<<<<
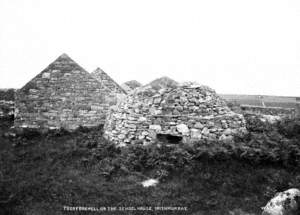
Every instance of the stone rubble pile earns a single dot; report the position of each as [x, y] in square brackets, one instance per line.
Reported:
[6, 108]
[192, 112]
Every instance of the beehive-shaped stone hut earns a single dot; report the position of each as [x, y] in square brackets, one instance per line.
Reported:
[62, 95]
[115, 91]
[186, 113]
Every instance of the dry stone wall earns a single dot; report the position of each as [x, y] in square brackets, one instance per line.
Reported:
[62, 95]
[275, 111]
[189, 112]
[7, 103]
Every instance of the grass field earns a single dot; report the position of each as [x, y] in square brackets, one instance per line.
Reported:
[270, 101]
[82, 169]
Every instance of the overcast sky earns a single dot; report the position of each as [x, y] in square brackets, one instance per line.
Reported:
[233, 46]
>>>>
* YOUR INSTRUCTIONS:
Where a picture appears in the material above, skip it, and print the rest exactly.

* ANSWER TO THIS EXERCISE:
Every instance of the stone rubble pile earns a single dot; report the position of each as [x, y] in square brackets, one instance per line.
Reported:
[6, 108]
[192, 112]
Every instance of the beehive-shaped stone hut earns a single dot; report the position of each as [x, y] in square brackets, one instance per line.
Reported:
[62, 95]
[115, 91]
[186, 113]
Every instance of the dry stone wall earns a single dot; report the position of each as [x, y] in square brackets, one instance per line.
Reported:
[62, 95]
[275, 111]
[189, 112]
[7, 103]
Every instance of the grass field earns a single dot; report the position of each as [x, y] in square brackets, one instance per line.
Reported:
[270, 101]
[82, 169]
Every instance of the overcast sky earns a single dot; report the position of each as [x, y] in square brackets, one instance per line.
Reported:
[233, 46]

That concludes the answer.